Restate all of the data exactly.

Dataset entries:
Segment Open
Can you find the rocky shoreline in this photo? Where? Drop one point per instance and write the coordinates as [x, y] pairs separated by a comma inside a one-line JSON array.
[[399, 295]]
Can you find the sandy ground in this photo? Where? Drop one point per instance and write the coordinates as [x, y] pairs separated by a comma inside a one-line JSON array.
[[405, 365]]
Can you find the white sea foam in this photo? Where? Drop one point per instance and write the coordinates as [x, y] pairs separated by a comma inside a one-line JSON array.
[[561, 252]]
Segment Closed
RESULT:
Can you find the rocky shoreline in this photo? Where? Drop one point per instance and write the coordinates as [x, y] pairs separated by a comma inside a one-line JSON array.
[[399, 295]]
Can you find the sandy ground in this photo? Where? Drop one point per instance and write the coordinates as [x, y] pairs separated by a comma inside a one-line JSON array.
[[405, 365]]
Can you find the white sea foam in this photo? Where? Drop one point per instance and write the coordinates as [x, y] pairs separated by a comma inside a one-line JSON array.
[[561, 252]]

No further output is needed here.